#### [GIVEN DATA]
:::::
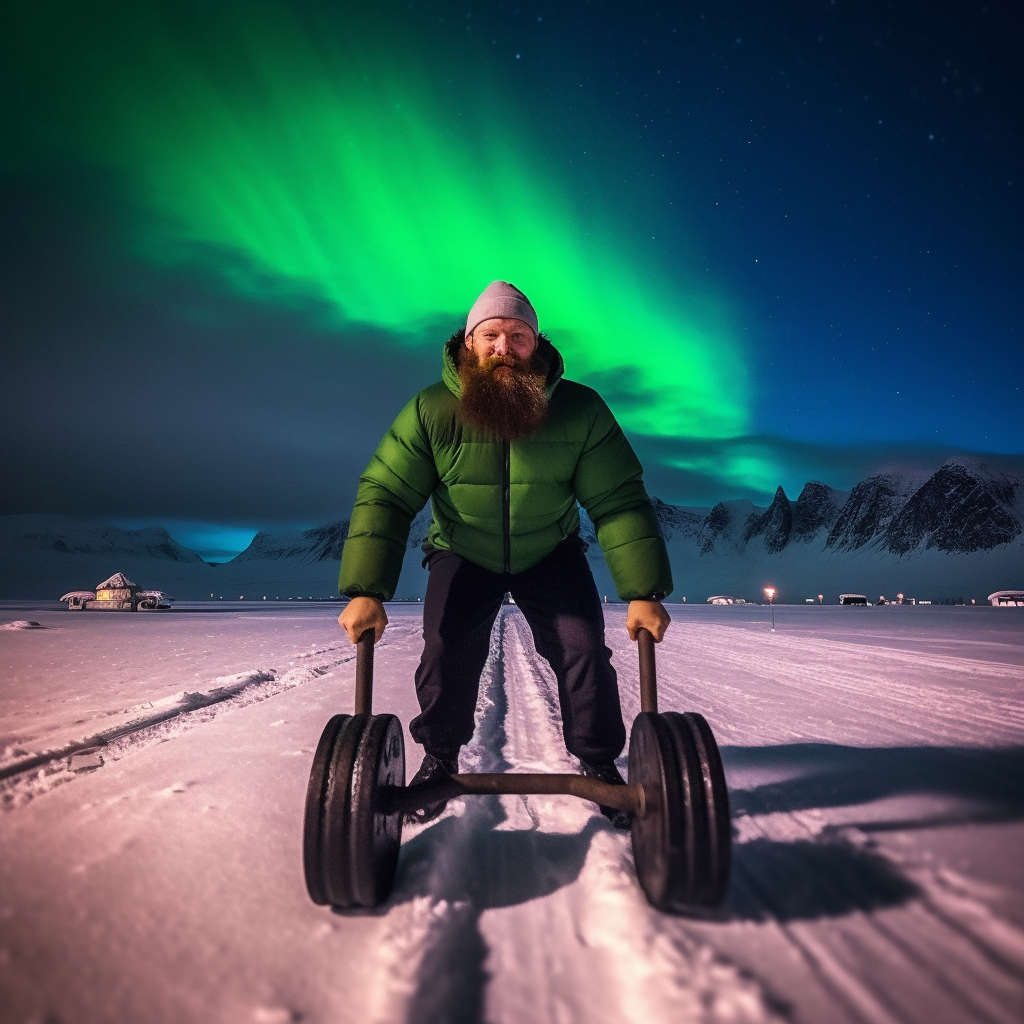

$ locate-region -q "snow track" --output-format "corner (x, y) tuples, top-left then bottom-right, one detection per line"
(0, 605), (1024, 1024)
(0, 624), (421, 810)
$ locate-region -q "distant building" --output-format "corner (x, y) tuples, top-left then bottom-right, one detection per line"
(60, 572), (174, 611)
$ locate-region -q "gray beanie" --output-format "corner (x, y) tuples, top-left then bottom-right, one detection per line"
(466, 281), (538, 337)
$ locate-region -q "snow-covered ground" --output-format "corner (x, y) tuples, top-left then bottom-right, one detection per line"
(0, 602), (1024, 1024)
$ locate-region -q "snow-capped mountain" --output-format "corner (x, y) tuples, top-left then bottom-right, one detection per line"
(0, 515), (203, 575)
(232, 519), (348, 565)
(0, 459), (1024, 601)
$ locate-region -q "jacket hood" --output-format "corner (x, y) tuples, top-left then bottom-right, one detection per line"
(441, 328), (565, 398)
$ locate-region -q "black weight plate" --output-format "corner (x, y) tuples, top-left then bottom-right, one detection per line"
(681, 712), (732, 906)
(630, 712), (690, 910)
(321, 715), (373, 907)
(662, 711), (711, 910)
(302, 715), (350, 906)
(348, 715), (406, 906)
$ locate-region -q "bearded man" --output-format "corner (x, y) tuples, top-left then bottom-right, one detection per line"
(338, 281), (672, 827)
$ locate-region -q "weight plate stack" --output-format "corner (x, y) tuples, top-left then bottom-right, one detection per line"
(679, 711), (732, 906)
(303, 715), (406, 908)
(630, 712), (729, 910)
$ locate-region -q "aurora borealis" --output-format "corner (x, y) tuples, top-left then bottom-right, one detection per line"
(2, 0), (1024, 552)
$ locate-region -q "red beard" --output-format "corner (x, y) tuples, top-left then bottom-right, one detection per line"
(459, 348), (548, 441)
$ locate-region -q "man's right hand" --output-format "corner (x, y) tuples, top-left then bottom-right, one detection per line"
(338, 597), (387, 643)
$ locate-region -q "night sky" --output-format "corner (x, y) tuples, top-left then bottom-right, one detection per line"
(0, 0), (1024, 556)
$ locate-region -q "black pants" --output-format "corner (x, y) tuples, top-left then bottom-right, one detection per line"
(410, 538), (626, 763)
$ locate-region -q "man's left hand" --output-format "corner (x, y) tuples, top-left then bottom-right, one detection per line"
(626, 601), (672, 643)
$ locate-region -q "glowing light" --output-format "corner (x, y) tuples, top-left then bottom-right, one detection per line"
(2, 2), (775, 489)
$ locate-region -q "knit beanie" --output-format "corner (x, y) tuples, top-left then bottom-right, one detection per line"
(466, 281), (538, 337)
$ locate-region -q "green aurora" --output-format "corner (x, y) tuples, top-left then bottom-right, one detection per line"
(2, 2), (777, 488)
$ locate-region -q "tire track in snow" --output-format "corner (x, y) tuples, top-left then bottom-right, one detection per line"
(735, 812), (1024, 1024)
(373, 609), (774, 1024)
(609, 615), (1024, 1024)
(609, 615), (1024, 746)
(0, 625), (413, 810)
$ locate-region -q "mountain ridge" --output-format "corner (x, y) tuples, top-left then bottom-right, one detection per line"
(0, 459), (1024, 599)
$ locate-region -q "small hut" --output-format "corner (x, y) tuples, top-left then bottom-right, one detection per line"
(60, 572), (174, 611)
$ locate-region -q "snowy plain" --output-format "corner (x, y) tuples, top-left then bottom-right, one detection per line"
(0, 601), (1024, 1024)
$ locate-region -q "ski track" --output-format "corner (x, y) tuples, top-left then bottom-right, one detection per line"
(609, 616), (1024, 1024)
(372, 609), (1024, 1024)
(6, 608), (1024, 1024)
(609, 615), (1024, 748)
(0, 622), (419, 810)
(372, 609), (778, 1024)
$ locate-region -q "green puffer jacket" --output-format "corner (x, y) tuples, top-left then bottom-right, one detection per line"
(338, 332), (672, 601)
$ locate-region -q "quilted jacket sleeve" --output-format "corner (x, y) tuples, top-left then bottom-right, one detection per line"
(338, 395), (437, 601)
(572, 394), (672, 601)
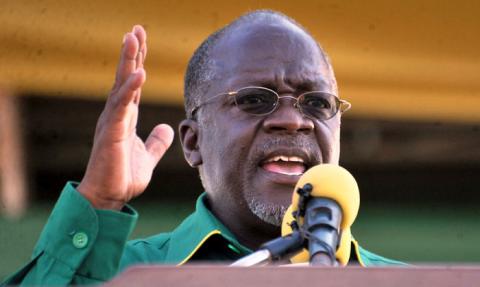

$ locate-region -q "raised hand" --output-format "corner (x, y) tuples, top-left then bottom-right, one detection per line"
(77, 25), (173, 210)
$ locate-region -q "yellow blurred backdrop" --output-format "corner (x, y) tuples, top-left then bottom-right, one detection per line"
(0, 0), (480, 123)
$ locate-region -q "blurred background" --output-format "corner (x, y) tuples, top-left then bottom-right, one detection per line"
(0, 0), (480, 280)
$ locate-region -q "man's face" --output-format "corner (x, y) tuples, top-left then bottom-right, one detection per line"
(193, 22), (340, 243)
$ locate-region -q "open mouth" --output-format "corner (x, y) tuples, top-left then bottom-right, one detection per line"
(260, 154), (308, 176)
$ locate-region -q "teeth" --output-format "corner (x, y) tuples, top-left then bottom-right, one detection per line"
(267, 155), (303, 163)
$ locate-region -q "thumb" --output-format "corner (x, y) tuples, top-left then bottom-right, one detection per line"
(145, 124), (174, 165)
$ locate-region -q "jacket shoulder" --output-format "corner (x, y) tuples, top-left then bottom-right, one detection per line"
(358, 246), (408, 267)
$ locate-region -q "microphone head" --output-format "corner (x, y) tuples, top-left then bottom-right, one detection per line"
(292, 164), (360, 229)
(282, 164), (360, 265)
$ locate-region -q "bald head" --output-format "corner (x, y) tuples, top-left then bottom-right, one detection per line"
(184, 10), (336, 118)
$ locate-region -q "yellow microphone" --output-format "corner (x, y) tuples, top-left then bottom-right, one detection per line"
(282, 164), (360, 266)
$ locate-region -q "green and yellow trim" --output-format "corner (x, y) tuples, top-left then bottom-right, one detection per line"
(177, 230), (222, 266)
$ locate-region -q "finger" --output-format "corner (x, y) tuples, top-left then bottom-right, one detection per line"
(145, 124), (174, 166)
(132, 25), (147, 55)
(112, 68), (146, 111)
(133, 52), (146, 105)
(114, 33), (139, 89)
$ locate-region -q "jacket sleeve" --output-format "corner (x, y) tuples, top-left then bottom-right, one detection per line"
(1, 182), (138, 286)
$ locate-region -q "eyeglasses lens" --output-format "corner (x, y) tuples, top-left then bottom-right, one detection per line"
(235, 88), (277, 115)
(235, 88), (338, 120)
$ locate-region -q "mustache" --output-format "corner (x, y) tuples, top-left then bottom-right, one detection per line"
(253, 135), (322, 163)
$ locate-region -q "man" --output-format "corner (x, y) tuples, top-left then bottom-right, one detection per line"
(2, 11), (399, 285)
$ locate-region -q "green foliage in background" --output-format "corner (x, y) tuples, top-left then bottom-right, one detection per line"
(0, 203), (480, 281)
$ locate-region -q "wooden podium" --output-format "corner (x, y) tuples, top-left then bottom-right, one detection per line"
(106, 265), (480, 287)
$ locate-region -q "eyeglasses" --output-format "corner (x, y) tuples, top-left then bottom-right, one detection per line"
(190, 87), (352, 121)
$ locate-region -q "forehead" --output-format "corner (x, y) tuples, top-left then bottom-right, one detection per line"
(212, 21), (333, 92)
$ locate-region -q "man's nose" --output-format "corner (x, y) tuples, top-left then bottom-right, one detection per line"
(263, 98), (314, 133)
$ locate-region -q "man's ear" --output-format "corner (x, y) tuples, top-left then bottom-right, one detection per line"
(178, 119), (202, 167)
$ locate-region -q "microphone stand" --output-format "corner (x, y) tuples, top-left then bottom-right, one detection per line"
(230, 230), (305, 267)
(230, 183), (342, 267)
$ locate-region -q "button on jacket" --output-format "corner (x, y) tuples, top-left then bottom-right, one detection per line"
(2, 182), (404, 286)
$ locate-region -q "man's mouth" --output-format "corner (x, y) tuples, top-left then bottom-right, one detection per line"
(261, 155), (307, 176)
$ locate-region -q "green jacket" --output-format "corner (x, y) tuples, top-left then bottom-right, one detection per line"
(2, 182), (402, 285)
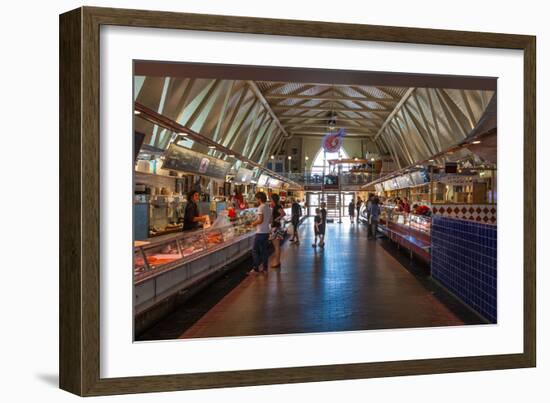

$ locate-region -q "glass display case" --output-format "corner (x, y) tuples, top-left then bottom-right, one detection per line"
(134, 209), (256, 281)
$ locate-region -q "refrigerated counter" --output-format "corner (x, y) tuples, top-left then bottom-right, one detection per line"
(359, 204), (432, 263)
(133, 209), (256, 315)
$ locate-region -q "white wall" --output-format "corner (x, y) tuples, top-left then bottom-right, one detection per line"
(0, 0), (550, 403)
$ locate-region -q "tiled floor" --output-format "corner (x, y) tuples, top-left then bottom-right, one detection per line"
(146, 220), (481, 340)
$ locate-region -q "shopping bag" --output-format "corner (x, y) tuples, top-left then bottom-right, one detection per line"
(286, 223), (294, 236)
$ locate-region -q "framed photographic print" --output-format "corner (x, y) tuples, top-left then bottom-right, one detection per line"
(60, 7), (536, 396)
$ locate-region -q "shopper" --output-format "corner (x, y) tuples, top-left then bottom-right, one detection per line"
(413, 204), (432, 217)
(368, 197), (380, 239)
(365, 193), (374, 238)
(250, 192), (271, 273)
(348, 199), (355, 224)
(311, 208), (323, 248)
(319, 202), (327, 248)
(183, 190), (208, 231)
(290, 199), (302, 245)
(403, 197), (411, 214)
(270, 194), (285, 268)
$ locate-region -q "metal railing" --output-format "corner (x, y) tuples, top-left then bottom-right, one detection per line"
(280, 172), (386, 187)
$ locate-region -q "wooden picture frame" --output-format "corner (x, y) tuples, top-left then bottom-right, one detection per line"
(59, 7), (536, 396)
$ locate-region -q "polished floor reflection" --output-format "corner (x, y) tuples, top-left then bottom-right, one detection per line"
(164, 220), (482, 338)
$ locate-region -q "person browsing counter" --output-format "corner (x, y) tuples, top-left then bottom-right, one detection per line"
(250, 192), (271, 274)
(270, 194), (285, 268)
(183, 190), (208, 231)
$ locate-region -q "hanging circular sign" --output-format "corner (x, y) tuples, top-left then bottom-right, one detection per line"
(323, 129), (346, 153)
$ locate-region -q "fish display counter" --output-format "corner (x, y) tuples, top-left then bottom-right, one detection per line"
(133, 209), (256, 315)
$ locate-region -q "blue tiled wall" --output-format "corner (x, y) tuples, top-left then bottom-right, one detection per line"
(432, 216), (497, 323)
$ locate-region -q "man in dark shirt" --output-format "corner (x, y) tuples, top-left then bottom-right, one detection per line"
(183, 190), (206, 231)
(319, 202), (327, 248)
(290, 199), (302, 244)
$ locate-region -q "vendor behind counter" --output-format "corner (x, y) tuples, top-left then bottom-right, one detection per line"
(187, 190), (207, 231)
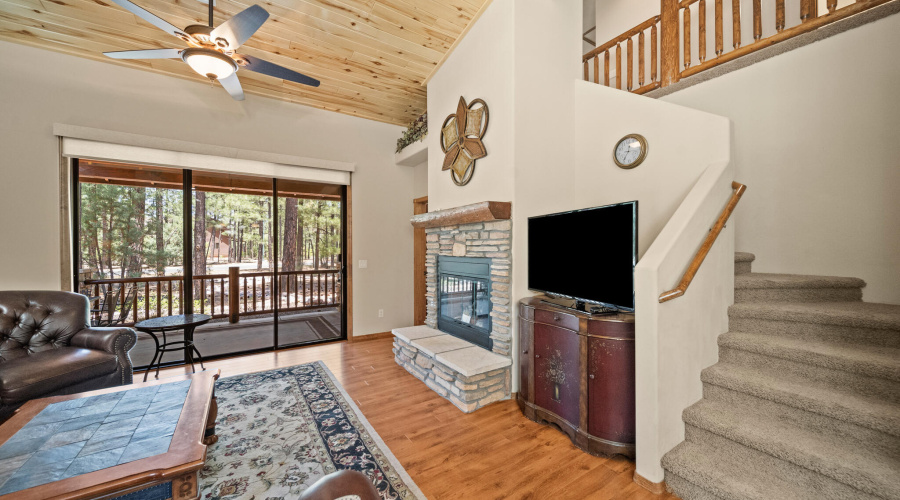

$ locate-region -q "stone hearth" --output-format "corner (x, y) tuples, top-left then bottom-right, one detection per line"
(393, 202), (512, 413)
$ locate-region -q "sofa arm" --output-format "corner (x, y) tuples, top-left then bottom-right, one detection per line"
(69, 328), (137, 359)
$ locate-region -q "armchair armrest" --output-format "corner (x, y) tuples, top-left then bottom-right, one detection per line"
(69, 327), (137, 357)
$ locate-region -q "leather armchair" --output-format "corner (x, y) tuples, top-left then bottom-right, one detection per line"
(0, 291), (137, 420)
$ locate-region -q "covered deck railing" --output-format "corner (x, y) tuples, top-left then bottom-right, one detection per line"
(83, 267), (342, 326)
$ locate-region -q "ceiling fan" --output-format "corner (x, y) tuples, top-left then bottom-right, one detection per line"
(104, 0), (319, 101)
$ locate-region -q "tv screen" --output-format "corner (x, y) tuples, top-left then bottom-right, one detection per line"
(528, 201), (637, 310)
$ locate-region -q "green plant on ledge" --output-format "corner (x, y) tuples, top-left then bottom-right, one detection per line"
(396, 112), (428, 153)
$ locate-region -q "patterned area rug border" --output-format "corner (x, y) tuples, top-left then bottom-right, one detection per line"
(314, 361), (426, 500)
(200, 361), (425, 500)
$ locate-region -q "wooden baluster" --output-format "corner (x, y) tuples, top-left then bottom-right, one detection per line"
(753, 0), (762, 41)
(659, 0), (681, 87)
(625, 37), (634, 92)
(650, 24), (659, 82)
(683, 5), (691, 69)
(716, 0), (725, 57)
(603, 50), (609, 87)
(800, 0), (820, 23)
(638, 31), (644, 88)
(616, 43), (622, 90)
(697, 0), (706, 64)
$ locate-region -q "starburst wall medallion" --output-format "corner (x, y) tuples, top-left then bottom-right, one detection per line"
(441, 97), (488, 186)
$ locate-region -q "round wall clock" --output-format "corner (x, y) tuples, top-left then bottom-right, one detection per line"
(613, 134), (647, 168)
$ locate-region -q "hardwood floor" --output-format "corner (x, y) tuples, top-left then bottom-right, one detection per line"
(160, 339), (676, 500)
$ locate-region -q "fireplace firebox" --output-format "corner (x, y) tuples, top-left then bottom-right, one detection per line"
(437, 255), (493, 350)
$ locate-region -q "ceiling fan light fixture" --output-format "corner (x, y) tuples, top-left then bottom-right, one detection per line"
(181, 48), (237, 80)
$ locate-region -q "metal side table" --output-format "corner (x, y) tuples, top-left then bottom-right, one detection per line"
(134, 314), (212, 382)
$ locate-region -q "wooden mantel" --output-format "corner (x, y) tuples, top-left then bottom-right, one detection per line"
(410, 201), (512, 228)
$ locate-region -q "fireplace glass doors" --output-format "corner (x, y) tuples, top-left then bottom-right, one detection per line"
(438, 257), (493, 350)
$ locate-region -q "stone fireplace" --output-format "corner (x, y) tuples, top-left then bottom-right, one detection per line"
(393, 202), (512, 413)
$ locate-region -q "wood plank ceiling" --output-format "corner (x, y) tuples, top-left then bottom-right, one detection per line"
(0, 0), (490, 125)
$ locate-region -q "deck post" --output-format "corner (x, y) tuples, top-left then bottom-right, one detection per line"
(228, 266), (241, 323)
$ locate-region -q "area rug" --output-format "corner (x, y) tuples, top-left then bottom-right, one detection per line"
(200, 361), (425, 500)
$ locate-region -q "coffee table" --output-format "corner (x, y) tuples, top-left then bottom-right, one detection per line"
(0, 370), (219, 500)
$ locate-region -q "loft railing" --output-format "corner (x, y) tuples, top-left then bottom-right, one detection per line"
(83, 268), (341, 326)
(659, 182), (747, 303)
(582, 0), (891, 94)
(582, 16), (660, 94)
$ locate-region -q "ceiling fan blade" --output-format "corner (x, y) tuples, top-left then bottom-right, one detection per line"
(209, 5), (269, 50)
(219, 73), (244, 101)
(103, 49), (181, 59)
(112, 0), (184, 38)
(234, 54), (319, 87)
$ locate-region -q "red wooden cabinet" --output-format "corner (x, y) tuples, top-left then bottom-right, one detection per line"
(517, 296), (635, 458)
(533, 323), (581, 425)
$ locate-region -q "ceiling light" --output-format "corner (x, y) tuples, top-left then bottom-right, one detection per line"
(181, 48), (237, 80)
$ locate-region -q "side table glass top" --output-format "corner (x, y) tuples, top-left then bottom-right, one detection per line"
(0, 380), (191, 495)
(134, 314), (212, 330)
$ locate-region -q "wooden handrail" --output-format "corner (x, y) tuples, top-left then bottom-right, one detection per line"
(581, 16), (659, 61)
(659, 182), (747, 303)
(581, 0), (892, 94)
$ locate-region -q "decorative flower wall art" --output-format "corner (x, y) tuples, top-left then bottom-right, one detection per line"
(441, 97), (488, 186)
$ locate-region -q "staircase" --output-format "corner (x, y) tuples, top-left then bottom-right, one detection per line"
(662, 253), (900, 500)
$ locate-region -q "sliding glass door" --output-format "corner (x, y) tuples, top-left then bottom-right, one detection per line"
(276, 179), (344, 346)
(73, 160), (346, 367)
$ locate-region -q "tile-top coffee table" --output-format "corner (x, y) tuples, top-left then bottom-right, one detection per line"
(0, 371), (219, 500)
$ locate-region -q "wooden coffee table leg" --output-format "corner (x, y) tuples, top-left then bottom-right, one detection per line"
(203, 392), (219, 446)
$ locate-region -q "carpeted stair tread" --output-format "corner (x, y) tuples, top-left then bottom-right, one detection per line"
(684, 400), (900, 498)
(734, 273), (866, 290)
(734, 252), (756, 262)
(728, 301), (900, 332)
(662, 441), (844, 500)
(700, 362), (900, 436)
(718, 332), (900, 382)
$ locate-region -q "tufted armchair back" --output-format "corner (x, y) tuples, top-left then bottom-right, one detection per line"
(0, 291), (90, 364)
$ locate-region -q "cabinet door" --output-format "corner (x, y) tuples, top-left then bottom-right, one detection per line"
(534, 323), (581, 427)
(519, 318), (534, 403)
(588, 337), (635, 443)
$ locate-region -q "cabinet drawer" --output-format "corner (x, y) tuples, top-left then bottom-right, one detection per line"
(534, 309), (578, 332)
(531, 324), (581, 427)
(519, 304), (534, 321)
(588, 320), (634, 339)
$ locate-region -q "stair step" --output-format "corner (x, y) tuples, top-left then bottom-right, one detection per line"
(718, 332), (900, 403)
(728, 301), (900, 347)
(734, 273), (866, 302)
(684, 400), (900, 498)
(734, 252), (756, 274)
(662, 437), (873, 500)
(700, 362), (900, 437)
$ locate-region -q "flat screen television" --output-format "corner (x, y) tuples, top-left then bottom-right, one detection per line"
:::::
#### [REQUIREMENTS]
Set down, character for character, the listing above from its first line through the line that contains "(441, 328), (565, 398)", and leave the pictures out.

#### [SOLUTION FOR THIS PROBLEM]
$ locate-region -q "snow track" --output-format "corner (x, y) tuples, top-left then bottom-right, one detection per line"
(0, 605), (1024, 1024)
(0, 624), (421, 810)
$ locate-region -q "distant building" --output-format "corner (x, y) tuples, top-left then bottom-right, one detection per line"
(60, 572), (174, 611)
$ locate-region -q "gray beanie" --output-format "corner (x, y) tuples, top-left then bottom-right, one detection per line"
(466, 281), (538, 337)
$ locate-region -q "snow-covered ground" --output-format "corner (x, y) tuples, top-left then bottom-right, one detection per line"
(0, 602), (1024, 1024)
$ locate-region -q "snow-capped mountain" --output-format "corner (x, y) tuples, top-left then bottom-right, one detection per line"
(0, 515), (203, 575)
(232, 519), (348, 565)
(0, 459), (1024, 601)
$ locate-region -q "jacket hood" --output-format "corner (x, y) tuples, top-left then bottom-right, one detection per line"
(441, 328), (565, 398)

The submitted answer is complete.